===== Exercise materials =====

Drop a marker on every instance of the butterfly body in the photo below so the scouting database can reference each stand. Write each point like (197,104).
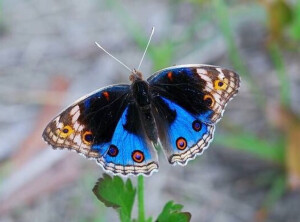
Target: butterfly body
(120,125)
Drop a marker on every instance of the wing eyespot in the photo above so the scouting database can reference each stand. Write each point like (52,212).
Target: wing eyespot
(113,151)
(221,84)
(87,137)
(209,101)
(65,131)
(197,125)
(138,156)
(181,143)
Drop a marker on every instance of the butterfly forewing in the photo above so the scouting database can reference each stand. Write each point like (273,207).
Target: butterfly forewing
(105,125)
(189,100)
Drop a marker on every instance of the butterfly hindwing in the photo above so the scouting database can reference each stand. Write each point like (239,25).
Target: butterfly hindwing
(129,151)
(189,100)
(104,126)
(183,136)
(200,89)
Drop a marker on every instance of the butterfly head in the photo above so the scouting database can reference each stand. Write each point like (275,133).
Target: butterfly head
(135,76)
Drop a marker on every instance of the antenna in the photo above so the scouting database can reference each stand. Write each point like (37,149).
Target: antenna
(152,32)
(113,57)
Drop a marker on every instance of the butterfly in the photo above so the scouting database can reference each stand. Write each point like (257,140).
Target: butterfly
(177,109)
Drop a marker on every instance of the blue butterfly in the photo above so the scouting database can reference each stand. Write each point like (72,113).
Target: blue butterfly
(120,125)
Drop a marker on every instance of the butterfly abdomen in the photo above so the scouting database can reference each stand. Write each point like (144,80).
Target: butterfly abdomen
(140,92)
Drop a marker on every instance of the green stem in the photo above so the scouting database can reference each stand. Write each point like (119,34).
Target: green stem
(282,75)
(223,18)
(141,206)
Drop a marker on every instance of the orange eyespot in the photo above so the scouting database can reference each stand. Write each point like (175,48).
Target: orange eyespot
(221,84)
(208,99)
(87,137)
(65,131)
(181,143)
(170,76)
(106,95)
(138,156)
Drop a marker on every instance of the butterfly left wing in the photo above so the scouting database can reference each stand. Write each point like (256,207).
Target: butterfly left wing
(90,120)
(104,125)
(188,101)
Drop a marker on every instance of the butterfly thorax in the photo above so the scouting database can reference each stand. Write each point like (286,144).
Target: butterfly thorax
(142,97)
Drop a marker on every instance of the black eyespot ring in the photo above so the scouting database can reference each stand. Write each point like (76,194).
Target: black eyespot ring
(138,156)
(181,143)
(197,125)
(113,151)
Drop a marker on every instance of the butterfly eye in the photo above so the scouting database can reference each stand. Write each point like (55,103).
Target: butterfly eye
(66,131)
(138,156)
(209,100)
(113,151)
(221,84)
(181,143)
(87,137)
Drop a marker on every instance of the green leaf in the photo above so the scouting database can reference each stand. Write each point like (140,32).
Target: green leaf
(172,212)
(113,192)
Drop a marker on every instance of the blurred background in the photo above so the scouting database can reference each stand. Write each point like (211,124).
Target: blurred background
(48,59)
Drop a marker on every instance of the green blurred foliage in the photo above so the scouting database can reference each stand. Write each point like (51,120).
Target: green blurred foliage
(113,192)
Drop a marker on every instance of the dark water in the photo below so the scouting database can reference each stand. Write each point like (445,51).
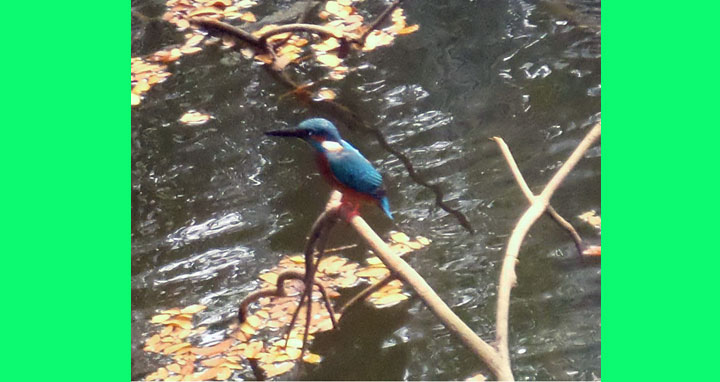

=====

:: Task goal ::
Within the records, the lines containing the string "below" are to be counted and their number given without comment.

:: Solution for this exercise ::
2